Re: [PATCH bpf-next v2 1/6] bpf: Add bpf_link support for sk_msg and sk_skb progs

Andrii Nakryiko <andrii.nakryiko@xxxxxxxxx> · Fri, 22 Mar 2024 13:16:33 -0700

On Fri, Mar 22, 2024 at 12:18 PM Yonghong Song <yonghong.song@xxxxxxxxx> wrote:
>
>
> On 3/22/24 11:45 AM, Andrii Nakryiko wrote:
> > On Tue, Mar 19, 2024 at 10:54 AM Yonghong Song <yonghong.song@xxxxxxxxx> wrote:
> >> Add bpf_link support for sk_msg and sk_skb programs. We have an
> >> internal request to support bpf_link for sk_msg programs so user
> >> space can have a uniform handling with bpf_link based libbpf
> >> APIs. Using bpf_link based libbpf API also has a benefit which
> >> makes system robust by decoupling prog life cycle and
> >> attachment life cycle.

## SET EXERCISE
Resume the bpf_link patch thread after its last quoted line and write what comes next. The records that follow come from a separate source unrelated to the bpf_link patch thread.

[Stored data entries]

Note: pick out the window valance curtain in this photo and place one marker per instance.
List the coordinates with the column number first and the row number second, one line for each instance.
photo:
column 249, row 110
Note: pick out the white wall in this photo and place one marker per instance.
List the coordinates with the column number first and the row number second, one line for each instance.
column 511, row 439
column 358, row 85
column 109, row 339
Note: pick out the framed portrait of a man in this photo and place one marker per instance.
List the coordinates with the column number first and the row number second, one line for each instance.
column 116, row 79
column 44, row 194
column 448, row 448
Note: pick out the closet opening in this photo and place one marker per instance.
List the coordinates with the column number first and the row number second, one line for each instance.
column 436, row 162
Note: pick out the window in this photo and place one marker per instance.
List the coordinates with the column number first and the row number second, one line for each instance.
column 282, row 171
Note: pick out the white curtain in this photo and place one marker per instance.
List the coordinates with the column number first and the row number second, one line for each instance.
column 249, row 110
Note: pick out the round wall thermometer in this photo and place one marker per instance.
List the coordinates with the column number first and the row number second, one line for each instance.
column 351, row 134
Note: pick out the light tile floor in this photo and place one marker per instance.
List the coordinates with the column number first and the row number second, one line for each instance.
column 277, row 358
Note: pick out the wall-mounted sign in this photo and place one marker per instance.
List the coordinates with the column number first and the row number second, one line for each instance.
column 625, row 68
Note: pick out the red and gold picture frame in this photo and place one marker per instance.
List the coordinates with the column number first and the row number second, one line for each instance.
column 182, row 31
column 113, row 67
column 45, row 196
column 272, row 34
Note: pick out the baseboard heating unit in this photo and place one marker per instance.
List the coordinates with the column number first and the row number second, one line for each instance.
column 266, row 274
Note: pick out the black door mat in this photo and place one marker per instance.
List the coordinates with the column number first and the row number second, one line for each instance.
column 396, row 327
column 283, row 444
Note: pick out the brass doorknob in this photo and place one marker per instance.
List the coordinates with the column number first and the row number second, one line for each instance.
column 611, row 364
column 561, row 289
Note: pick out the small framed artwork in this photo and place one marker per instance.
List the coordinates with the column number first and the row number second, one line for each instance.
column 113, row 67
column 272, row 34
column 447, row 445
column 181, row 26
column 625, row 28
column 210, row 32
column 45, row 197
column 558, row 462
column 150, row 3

## REPLY TO THE TASK
> >>
> >> Signed-off-by: Yonghong Song <yonghong.song@xxxxxxxxx>
> >> ---
> >>   include/linux/bpf.h            |  13 +++
> >>   include/uapi/linux/bpf.h       |  10 ++
> >>   kernel/bpf/syscall.c           |   4 +
> >>   net/core/skmsg.c               | 164 +++++++++++++++++++++++++++++++++
> >>   net/core/sock_map.c            |   6 +-
> >>   tools/include/uapi/linux/bpf.h |  10 ++
> >>   6 files changed, 203 insertions(+), 4 deletions(-)
> >>
> > [...]
> >
> >> diff --git a/include/uapi/linux/bpf.h b/include/uapi/linux/bpf.h
> >> index 3c42b9f1bada..c5506cfca4f8 100644
> >> --- a/include/uapi/linux/bpf.h
> >> +++ b/include/uapi/linux/bpf.h
> >> @@ -1135,6 +1135,8 @@ enum bpf_link_type {
> >>          BPF_LINK_TYPE_TCX = 11,
> >>          BPF_LINK_TYPE_UPROBE_MULTI = 12,
> >>          BPF_LINK_TYPE_NETKIT = 13,
> >> +       BPF_LINK_TYPE_SK_MSG = 14,
> >> +       BPF_LINK_TYPE_SK_SKB = 15,
> > they are both "sockmap attachments", so maybe we should just have
> > something like BPF_LINK_TYPE_SOCKMAP ?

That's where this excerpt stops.